[Assigned task] In the article on the White Sox home opener, through what year does Paul Konerko's contract with the team run?

Nate Jones received polite applause when he was announced during player introductions at U.S. Cellular Field Friday. Nobody went wild for the 26-year-old who hadn't pitched above Double-A before last weekend. He's the last pitcher out of the White Sox bullpen, someone who has an impressive fastball but has yet to make his mark in the majors.

Robin Ventura was introduced shortly thereafter to loud cheers. And about a minute after that, Paul Konerko was greeted with the loudest applause of any player introduced during the pageantry of the home opener -- like it'd be any other way.

Those three White Sox each had a different outlook on the day. Jones has never experienced a major-league home opener before. Ventura has, but never as a manager. And Konerko realizes he may not have many of these days left.

"Maybe you think about it a little bit more because you can always remember every opening day whether it's at home or on the road," Konerko explained. "So you kind of know you only have a handful left in you maybe so you pay a little more attention, but not too much."

At 36, Konerko has seen every White Sox home opener since 1999. But his contract with the White Sox only runs through 2013, and he realizes retirement may be right around the corner.

Ventura's seen plenty of home openers on the South Side. Although he hadn't heard his name introduced over the U.S. Cellular Field loudspeaker preceded by "manager" before.

[Material supplied]
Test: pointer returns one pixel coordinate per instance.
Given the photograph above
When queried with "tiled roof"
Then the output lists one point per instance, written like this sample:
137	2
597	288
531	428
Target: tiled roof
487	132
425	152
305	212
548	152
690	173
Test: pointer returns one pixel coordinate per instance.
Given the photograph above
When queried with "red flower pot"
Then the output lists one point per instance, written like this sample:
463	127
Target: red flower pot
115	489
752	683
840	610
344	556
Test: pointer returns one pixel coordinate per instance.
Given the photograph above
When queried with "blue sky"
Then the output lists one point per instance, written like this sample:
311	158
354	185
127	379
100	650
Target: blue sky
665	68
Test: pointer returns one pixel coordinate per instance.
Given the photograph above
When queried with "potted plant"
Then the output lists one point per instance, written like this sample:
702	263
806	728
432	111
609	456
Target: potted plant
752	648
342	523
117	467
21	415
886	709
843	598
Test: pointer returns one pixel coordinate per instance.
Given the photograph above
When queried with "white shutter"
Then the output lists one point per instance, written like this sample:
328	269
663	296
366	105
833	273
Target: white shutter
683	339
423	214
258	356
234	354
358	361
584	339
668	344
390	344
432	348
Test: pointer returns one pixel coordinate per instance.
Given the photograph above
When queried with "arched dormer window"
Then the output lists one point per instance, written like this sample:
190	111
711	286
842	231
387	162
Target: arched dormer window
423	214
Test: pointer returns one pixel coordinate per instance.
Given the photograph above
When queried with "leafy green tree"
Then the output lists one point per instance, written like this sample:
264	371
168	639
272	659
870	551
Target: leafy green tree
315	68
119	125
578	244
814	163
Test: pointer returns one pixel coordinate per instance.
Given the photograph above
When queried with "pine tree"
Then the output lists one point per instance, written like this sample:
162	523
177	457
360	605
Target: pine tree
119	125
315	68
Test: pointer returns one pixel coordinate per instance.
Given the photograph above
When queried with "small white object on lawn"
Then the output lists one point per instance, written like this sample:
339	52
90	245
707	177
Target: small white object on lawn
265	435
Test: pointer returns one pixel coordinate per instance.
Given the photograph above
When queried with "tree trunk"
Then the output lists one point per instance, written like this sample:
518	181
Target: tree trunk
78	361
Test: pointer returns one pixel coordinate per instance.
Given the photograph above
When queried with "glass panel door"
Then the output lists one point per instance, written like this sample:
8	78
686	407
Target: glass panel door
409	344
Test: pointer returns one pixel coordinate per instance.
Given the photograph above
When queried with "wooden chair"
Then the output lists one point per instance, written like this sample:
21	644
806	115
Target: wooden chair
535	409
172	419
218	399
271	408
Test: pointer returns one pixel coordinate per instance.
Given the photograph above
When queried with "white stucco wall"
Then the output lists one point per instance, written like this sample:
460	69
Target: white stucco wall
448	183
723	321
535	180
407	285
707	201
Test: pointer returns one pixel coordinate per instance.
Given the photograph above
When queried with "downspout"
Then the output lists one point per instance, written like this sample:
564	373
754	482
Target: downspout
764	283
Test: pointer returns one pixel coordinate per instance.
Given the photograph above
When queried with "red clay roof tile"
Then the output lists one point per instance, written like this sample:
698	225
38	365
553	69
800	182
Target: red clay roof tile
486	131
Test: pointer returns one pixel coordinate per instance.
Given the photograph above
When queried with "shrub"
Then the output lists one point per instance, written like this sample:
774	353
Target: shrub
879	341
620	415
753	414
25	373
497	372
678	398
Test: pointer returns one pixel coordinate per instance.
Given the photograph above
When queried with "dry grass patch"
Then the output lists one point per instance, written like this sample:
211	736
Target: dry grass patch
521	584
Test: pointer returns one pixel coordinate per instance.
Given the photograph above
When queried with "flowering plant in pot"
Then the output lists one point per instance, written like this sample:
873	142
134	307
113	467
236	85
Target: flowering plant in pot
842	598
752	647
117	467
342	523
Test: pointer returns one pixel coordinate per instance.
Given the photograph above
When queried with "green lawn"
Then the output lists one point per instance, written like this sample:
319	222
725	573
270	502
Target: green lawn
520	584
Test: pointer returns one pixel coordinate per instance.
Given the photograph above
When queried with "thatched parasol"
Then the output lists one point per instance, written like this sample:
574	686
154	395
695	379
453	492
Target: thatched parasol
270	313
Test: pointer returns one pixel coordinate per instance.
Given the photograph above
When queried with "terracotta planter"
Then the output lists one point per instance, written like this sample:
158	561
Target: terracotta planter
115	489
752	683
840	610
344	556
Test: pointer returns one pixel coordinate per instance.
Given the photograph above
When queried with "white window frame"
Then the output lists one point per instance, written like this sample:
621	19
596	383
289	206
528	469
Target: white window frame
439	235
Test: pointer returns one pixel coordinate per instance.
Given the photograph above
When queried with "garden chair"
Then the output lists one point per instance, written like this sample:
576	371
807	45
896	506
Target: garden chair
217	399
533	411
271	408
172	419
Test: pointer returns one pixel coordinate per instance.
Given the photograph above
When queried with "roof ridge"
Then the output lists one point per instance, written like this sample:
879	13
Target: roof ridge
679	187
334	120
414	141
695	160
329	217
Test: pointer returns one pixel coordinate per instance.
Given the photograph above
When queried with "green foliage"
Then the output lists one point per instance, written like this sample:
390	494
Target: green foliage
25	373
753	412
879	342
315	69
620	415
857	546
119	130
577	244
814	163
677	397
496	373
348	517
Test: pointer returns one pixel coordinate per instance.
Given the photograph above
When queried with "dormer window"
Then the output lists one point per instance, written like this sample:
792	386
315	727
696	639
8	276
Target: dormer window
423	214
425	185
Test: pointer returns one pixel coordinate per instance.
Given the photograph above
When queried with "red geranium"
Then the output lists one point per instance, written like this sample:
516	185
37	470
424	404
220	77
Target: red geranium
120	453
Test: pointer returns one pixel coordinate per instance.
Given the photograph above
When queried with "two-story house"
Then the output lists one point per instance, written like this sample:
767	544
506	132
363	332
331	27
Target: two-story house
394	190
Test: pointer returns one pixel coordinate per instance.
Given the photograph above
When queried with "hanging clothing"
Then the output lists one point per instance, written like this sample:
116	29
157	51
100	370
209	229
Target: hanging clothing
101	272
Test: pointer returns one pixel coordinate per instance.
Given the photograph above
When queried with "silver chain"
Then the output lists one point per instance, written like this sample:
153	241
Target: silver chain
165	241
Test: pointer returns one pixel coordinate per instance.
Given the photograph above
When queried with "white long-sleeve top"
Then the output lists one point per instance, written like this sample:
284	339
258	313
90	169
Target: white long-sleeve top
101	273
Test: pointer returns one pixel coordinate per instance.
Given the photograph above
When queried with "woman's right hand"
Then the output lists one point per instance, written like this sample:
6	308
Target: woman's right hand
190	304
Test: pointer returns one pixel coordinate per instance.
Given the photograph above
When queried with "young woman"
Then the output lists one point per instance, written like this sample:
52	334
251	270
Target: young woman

[Response to the task] 2013